- _Trecho_:
=-=-=-=-=

Tornam-se famosos em todo o mundo e Sartre não se furta a experiências
diferentes: treina o box e prova a mescalina para ter noção de seus
efeitos.
Com a guerra, Sartre é recrutado e vai servir no serviço meteorológico,
uma posição burocrática e monótona. Fardado, calçando pesadas botas
militares, era uma figurinha estranha e feia. Após a baixa, durante a
ocupação, integrou a Resistência e amargou a cadeia no dia de seu
aniversário. Sentiu como poucos o peso da ocupação e revelou o amor ao
país em inúmeras situações difíceis e perigosas. Nunca, porém, se filiou a
partido; segundo ele, os intelectuais deveriam traçar diretrizes, apontar
soluções, ficando a ação para os ativistas. Não obstante, distribuía na
rua o jornal que havia ajudado a fundar, impedindo assim que fosse
apreendido pela polícia. Mas – dizia – “o dever do escritor é denunciar a
injustiça em qualquer lugar, ainda mais quando ele ama o país que permite
que essa injustiça aconteça” (págs. 203 e 237). Durante a ocupação, Simone
migra para o sul em busca de ares mais livres; o clima parisiense se
tornara insuportável.
Mas tudo tem um fim e a guerra termina. A França é libertada e o mundo
entra em nova fase. Os livros de Sartre e Simone obtêm espantoso sucesso,
são vendidos em quantidade, a fama dos autores corre mundo. Simone recebe
o Prêmio Goncourt, criado pelos célebres irmãos em 1903, e Sartre é
aquinhoado com o Nobel, em 1964, mas recusa-o por questão de princípios.
Ambos estão em boas condições financeiras e seus créditos na Editora
Gallimard não cessam de crescer. Mas Sartre é pródigo, gasta em excesso,
sustenta um ror de pessoas que considera “a família”, não apenas distribui
dinheiro mas o espalha, não se importa com bens materiais. Ao morrer nada
tinha de seu, nem mesmo uma cama, embora seus direitos autorais valessem
fortunas.

=-=-=-=-=

- _Material fornecido_:

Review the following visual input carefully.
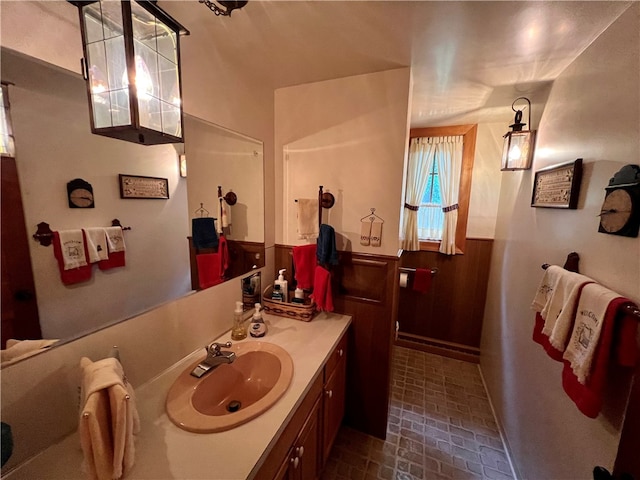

=-=-=-=-=

- _Tarefa_:
Responda a estas perguntas com base no trecho:
(a) Em que serviço Sartre foi servir ao ser recrutado na guerra?
(b) Em que ano Sartre foi contemplado com o Nobel?
(c) O que Sartre tinha de seu quando morreu?
As linhas são um material à parte, sem relação com o trecho.

- _Resposta resolvida_:
(a) No serviço meteorológico.
(b) Em 1964.
(c) Nada, nem mesmo uma cama.